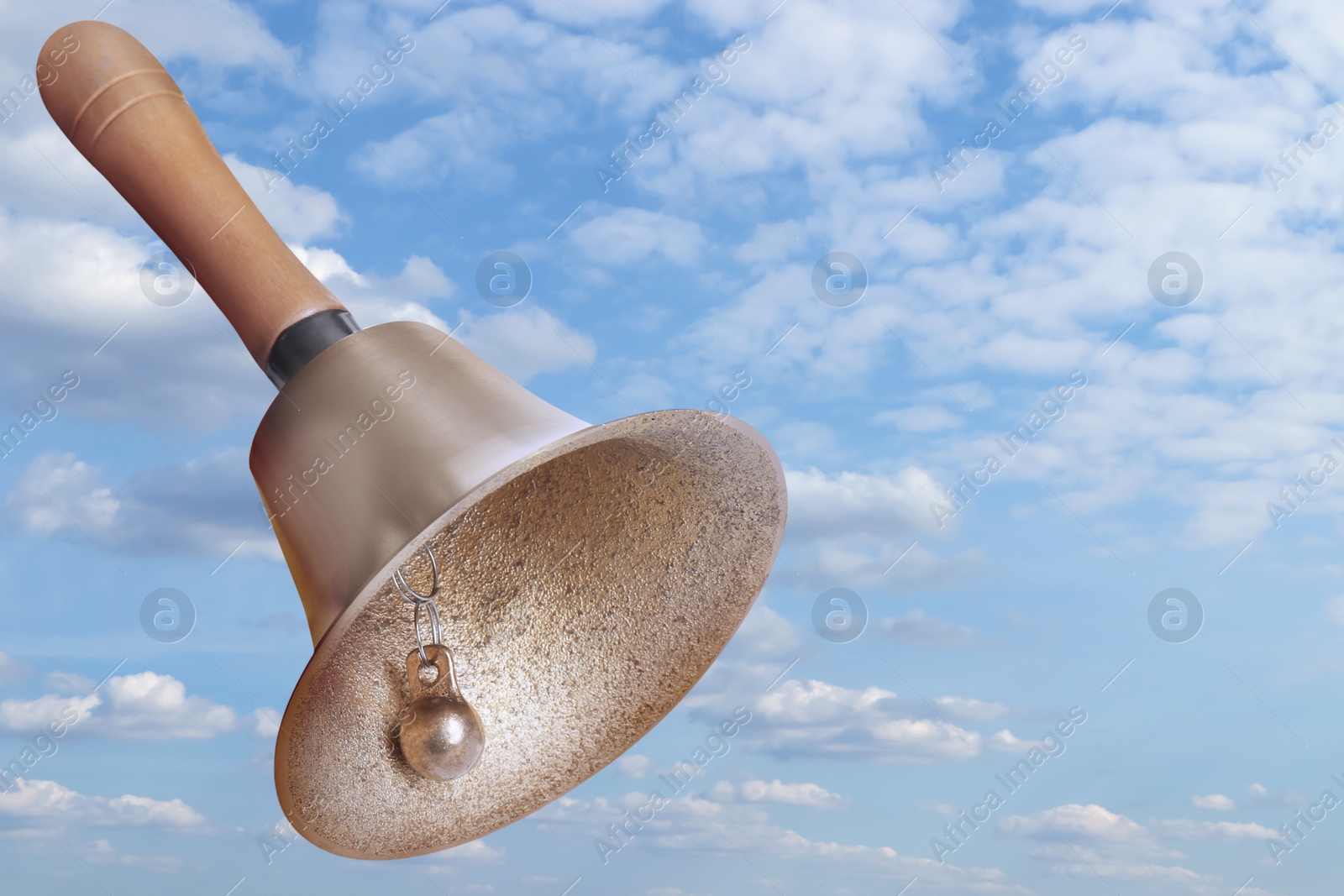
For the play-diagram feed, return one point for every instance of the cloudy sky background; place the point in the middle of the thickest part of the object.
(985, 291)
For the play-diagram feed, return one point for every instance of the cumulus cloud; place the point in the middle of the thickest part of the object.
(1214, 801)
(49, 801)
(631, 235)
(779, 792)
(526, 342)
(633, 766)
(918, 627)
(1085, 841)
(866, 530)
(696, 822)
(820, 719)
(11, 669)
(145, 705)
(299, 212)
(208, 506)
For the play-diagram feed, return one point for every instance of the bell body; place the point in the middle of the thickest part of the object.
(591, 574)
(373, 441)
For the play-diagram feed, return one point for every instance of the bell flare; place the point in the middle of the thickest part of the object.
(588, 578)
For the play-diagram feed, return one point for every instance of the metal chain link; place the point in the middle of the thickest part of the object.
(423, 602)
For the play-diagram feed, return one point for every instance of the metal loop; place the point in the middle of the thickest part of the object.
(423, 600)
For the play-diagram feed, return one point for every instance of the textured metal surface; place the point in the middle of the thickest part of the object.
(585, 590)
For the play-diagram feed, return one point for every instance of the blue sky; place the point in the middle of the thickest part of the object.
(1032, 265)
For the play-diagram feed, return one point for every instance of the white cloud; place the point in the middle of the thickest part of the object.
(297, 212)
(11, 669)
(207, 506)
(853, 527)
(1214, 801)
(1187, 829)
(145, 705)
(820, 719)
(920, 627)
(1097, 841)
(633, 766)
(69, 683)
(687, 825)
(528, 342)
(971, 710)
(793, 794)
(631, 235)
(49, 801)
(376, 300)
(864, 504)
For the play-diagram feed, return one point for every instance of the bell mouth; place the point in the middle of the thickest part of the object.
(582, 590)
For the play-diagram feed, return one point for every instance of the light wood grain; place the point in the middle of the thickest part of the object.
(124, 112)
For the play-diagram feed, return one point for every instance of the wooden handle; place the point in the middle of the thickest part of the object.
(124, 112)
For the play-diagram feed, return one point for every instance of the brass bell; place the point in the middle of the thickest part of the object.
(589, 574)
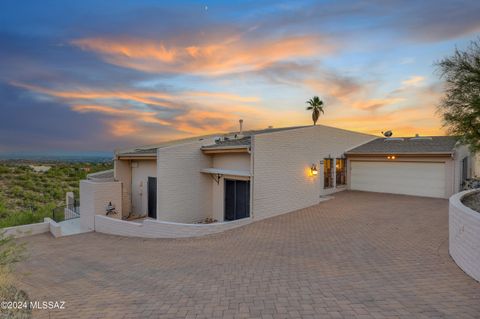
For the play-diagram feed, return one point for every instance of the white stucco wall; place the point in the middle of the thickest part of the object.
(281, 162)
(161, 229)
(235, 161)
(464, 235)
(48, 225)
(460, 153)
(184, 194)
(141, 170)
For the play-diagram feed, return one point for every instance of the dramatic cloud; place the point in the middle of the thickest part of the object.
(234, 54)
(141, 72)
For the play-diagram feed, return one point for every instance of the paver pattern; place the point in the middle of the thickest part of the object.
(359, 255)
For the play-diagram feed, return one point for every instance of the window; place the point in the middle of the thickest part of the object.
(341, 172)
(327, 173)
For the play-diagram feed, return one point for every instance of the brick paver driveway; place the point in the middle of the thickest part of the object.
(360, 255)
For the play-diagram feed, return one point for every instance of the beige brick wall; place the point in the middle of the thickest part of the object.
(184, 193)
(281, 162)
(94, 198)
(464, 235)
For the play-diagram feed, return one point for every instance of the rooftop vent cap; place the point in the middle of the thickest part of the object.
(391, 139)
(388, 133)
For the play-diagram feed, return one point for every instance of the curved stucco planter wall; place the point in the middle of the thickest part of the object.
(464, 235)
(161, 229)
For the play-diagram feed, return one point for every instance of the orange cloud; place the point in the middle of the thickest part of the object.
(375, 104)
(147, 117)
(413, 80)
(198, 121)
(147, 97)
(122, 128)
(231, 55)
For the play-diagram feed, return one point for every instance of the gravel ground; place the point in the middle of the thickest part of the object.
(472, 201)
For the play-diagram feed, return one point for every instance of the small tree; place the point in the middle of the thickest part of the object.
(316, 106)
(460, 107)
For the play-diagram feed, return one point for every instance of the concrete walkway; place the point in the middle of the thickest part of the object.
(360, 255)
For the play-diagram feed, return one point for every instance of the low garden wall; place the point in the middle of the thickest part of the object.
(160, 229)
(464, 235)
(48, 225)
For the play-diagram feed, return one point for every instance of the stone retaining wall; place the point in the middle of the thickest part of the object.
(161, 229)
(464, 235)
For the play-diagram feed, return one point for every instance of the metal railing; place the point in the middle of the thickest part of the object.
(66, 212)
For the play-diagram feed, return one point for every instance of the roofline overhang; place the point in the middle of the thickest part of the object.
(136, 157)
(226, 149)
(431, 154)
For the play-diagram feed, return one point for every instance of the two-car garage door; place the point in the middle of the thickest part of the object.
(409, 178)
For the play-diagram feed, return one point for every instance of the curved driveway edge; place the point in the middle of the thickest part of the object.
(464, 235)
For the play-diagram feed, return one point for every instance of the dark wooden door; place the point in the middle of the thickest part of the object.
(237, 199)
(152, 197)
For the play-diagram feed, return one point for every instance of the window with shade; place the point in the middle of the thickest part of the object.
(340, 171)
(328, 173)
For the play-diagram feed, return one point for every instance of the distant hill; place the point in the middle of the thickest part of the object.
(92, 157)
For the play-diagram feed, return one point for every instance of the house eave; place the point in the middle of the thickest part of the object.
(231, 149)
(406, 154)
(137, 157)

************

_Required work_: Return all of the rows above word for word, leaving the pictures out.

_Written solution_:
For the play-diagram feed, return one point for every instance of the cloudy sky background; place the point in the middle of the thickest part of the object.
(985, 291)
For the play-diagram feed, return one point for every instance of the cumulus cloud; place the point in the middle of the thickest part of the object.
(1214, 801)
(49, 801)
(631, 235)
(779, 792)
(526, 342)
(633, 766)
(918, 627)
(1085, 841)
(866, 530)
(696, 822)
(820, 719)
(11, 669)
(145, 705)
(299, 212)
(208, 506)
For the play-diagram feed, return one point for every instance of the bell body; place the point in the middle of the thickest part of the object.
(591, 574)
(373, 441)
For the play-diagram feed, return one point for every instance of the bell flare; place the point in the middle of the thickest part of the object.
(588, 578)
For the play-diagram feed, return one point for every instance of the metal chain link; place the point in the middle of the thickest part of the object.
(423, 602)
For the play-diagram feed, return one point for every instance of the metal loop; place the point in the middle of the thickest part of the object.
(423, 600)
For the play-diagram feed, return one point for every instance of the textured metal surface; place the point in the middle of the thickest part of the object.
(585, 590)
For the play-diagram feed, return one point for every instance of the blue sky; place the point in the middle of the thickest part of the object.
(1032, 265)
For the play-diagram feed, return one point for every instance of the white cloud; place the point in the middle of the thickest part of the object.
(297, 212)
(11, 669)
(207, 506)
(853, 527)
(1214, 801)
(1187, 829)
(145, 705)
(820, 719)
(920, 627)
(1097, 841)
(633, 766)
(69, 683)
(687, 825)
(528, 342)
(971, 710)
(793, 794)
(631, 235)
(49, 801)
(376, 300)
(864, 504)
For the play-diagram feed, return one point for every instance of the bell mouth; place the point in the middle of the thickest part of the object.
(582, 590)
For the play-diagram feed, return one point for every instance of the light wood grain; place the point in the middle of the thickest part of the object.
(124, 112)
For the play-diagram feed, return one point for every instance of the wooden handle; place the point in the middle of the thickest part of the object.
(124, 112)
For the play-diagram feed, return one point for every instance of the brass bell; place the point in the middle of the thickest part of the object.
(589, 574)
For the play-diagram feed, return one point for every instance of the white stucco wall; place the point in the middle of the thickest part of the object.
(281, 162)
(161, 229)
(235, 161)
(464, 235)
(48, 225)
(460, 153)
(184, 194)
(141, 170)
For the play-diagram feed, return one point for every instance of the dramatic cloud; place the point in the middle of the thickest part of the object.
(234, 54)
(141, 72)
For the play-diagram feed, return one point for every instance of the paver pattern; place the point in the middle of the thickest part of the object.
(359, 255)
For the play-diagram feed, return one point for every instance of the window; place the point in the middle of the thickest part of the object.
(341, 172)
(327, 173)
For the play-diagram feed, return one point for every instance of the brick paver driveway; place the point in the middle of the thickest part of the object.
(360, 255)
For the play-diagram feed, return one point for every instance of the beige brick wall; place the point in the middle of the thickest part of the object.
(184, 193)
(281, 162)
(94, 198)
(464, 235)
For the play-diagram feed, return one point for every instance of the rooftop vent cap; place the point in the middle of the thickest part of the object.
(391, 139)
(388, 133)
For the play-diagram feed, return one point for every instance of the curved stucco planter wall; place the point in the middle of the thickest part of the object.
(464, 235)
(161, 229)
For the play-diagram feed, return one point for every instance of the orange cloud; place the point in the middle of the thickest part of the object.
(375, 104)
(147, 117)
(413, 80)
(198, 121)
(147, 97)
(122, 128)
(231, 55)
For the play-diagram feed, return one point for every instance of the gravel ground; place the point in the middle of the thickest part of the object.
(472, 201)
For the play-diagram feed, return one point for every instance of the small tree; place the point in the middle of the thickest part of the object.
(316, 106)
(460, 107)
For the play-diagram feed, return one point for every instance of the concrete walkway; place the point in the middle of the thickest part of the object.
(360, 255)
For the play-diagram feed, return one point for every instance of the low garden wall; place the point in the middle of the thickest part of the object.
(160, 229)
(464, 235)
(48, 225)
For the play-diagram feed, return one point for every instance of the stone retaining wall; place the point in the middle of the thickest part of the object.
(161, 229)
(464, 235)
For the play-diagram feed, return one point for every instance of the metal railing; place the point in the middle of the thickest part of the object.
(66, 212)
For the play-diagram feed, return one point for every instance of the roofline overhang; place the point in the middle of the thickest part of the object.
(136, 157)
(226, 149)
(431, 154)
For the play-diagram feed, return one point for every instance of the two-car garage door; place the point in the middle of the thickest part of the object.
(409, 178)
For the play-diagram feed, return one point for every instance of the curved driveway edge; place the point in the middle of the thickest part of the object.
(464, 235)
For the play-diagram feed, return one point for every instance of the dark wooden door; place the point in the middle of the thickest part of the object.
(237, 199)
(152, 197)
For the play-diagram feed, return one point for every instance of the window with shade; place the point in the middle of the thickest part of the object.
(340, 171)
(328, 173)
For the play-diagram feed, return one point for every instance of the distant hill; place the point in the middle of the thickest part of the object.
(92, 157)
For the play-diagram feed, return one point for every instance of the house eave; place the point in the middle of the thickest part of the object.
(231, 149)
(406, 154)
(137, 157)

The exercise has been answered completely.